» **Dataset entries**
▼

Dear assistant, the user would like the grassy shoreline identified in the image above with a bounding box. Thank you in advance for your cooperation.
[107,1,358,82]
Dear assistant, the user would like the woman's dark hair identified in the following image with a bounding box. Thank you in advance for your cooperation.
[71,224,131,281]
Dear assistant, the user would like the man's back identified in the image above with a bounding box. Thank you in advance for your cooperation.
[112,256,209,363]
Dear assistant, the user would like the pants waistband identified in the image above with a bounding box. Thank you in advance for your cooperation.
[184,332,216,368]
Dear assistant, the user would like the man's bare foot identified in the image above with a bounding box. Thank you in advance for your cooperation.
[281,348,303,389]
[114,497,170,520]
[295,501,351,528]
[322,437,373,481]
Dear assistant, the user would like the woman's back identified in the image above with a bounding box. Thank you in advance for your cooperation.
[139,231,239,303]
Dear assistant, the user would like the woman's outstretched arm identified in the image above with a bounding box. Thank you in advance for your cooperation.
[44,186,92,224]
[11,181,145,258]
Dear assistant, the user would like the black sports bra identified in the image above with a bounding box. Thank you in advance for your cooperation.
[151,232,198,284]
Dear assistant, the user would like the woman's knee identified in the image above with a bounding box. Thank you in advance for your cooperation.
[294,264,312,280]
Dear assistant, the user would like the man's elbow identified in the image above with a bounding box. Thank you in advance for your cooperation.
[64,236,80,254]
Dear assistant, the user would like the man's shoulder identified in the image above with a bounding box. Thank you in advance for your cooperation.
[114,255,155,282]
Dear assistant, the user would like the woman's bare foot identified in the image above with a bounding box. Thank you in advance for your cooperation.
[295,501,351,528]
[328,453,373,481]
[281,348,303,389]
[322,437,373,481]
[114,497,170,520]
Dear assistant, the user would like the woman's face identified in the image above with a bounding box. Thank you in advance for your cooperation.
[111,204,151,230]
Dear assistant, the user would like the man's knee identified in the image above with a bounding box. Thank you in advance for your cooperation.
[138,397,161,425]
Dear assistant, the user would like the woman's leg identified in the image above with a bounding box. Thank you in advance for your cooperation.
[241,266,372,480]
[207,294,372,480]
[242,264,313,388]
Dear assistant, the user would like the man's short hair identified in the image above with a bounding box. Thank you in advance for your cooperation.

▲

» **Task goal**
For this exercise, retype the complete listing exactly.

» **Final answer**
Dear assistant, the user would like the grassy shoreline identified in the image above with a bounding box. Thank you in advance for your cooperation.
[107,1,358,82]
Dear assistant, the user would like the woman's dark hair identified in the following image with a bounding box. Thank you in advance for your cooperation.
[71,224,131,281]
Dear assistant, the user would like the man's back identified in the image above with a bounding box. Thank you in advance for your cooperation.
[112,256,209,363]
Dear assistant, the user would like the pants waistband identified in the image above with a bounding box. Thank you in advance for your cooperation.
[184,332,216,368]
Dear assistant, the user would like the man's bare foot identified in the image above with a bounding box. Thank you in advance for your cooperation.
[281,348,303,389]
[114,497,170,520]
[295,501,351,528]
[322,437,373,481]
Dear assistant, the user would like the woman's back identified in the image above with a bounding box. Thank you in advance for your cooperation.
[139,231,239,303]
Dear assistant, the user would like the woman's outstretched arm identified in the image above with a bounding box. Thank you in advance for your cooperation.
[44,186,92,224]
[11,181,145,258]
Dear assistant, the user would like the black sports bra identified in the image above with a bounding box. Thank you in advance for your cooperation.
[151,232,198,284]
Dear assistant, the user would like the woman's knee identified in the image above with a bounding box. Thank you in advance for your cooperation.
[294,264,312,280]
Dear assistant, the user would like the man's elbow identified in the image above with a bounding box. Thank you in advance for your cooperation.
[64,236,80,254]
Dear assistant, the user would like the man's shoulder identified in the image above with a bounding box. Thank you in advance for your cooperation.
[114,255,155,282]
Dear assistant, the user would like the woman's bare foot identified in the image above with a bounding box. Thank you in advance for your cooperation.
[295,501,351,528]
[328,453,373,481]
[281,348,303,389]
[322,437,373,481]
[114,497,170,520]
Dear assistant, the user would like the woman's face identified in the image above with a bounding box. Thank you in advance for your cooperation.
[111,204,151,230]
Dear assistant, the user would like the man's knee identified in the image above with a bounding box. Thank you in advance for your cooperation.
[138,397,161,425]
Dear assistant, the user would like the woman's leg identified in the image above with a bounding box. Thank you in advance for your cooperation.
[241,266,372,480]
[207,294,372,480]
[242,264,313,388]
Dear assistant, the user would like the man's short hair identified in the image above with a bounding box. Thank you in advance for your cooperation.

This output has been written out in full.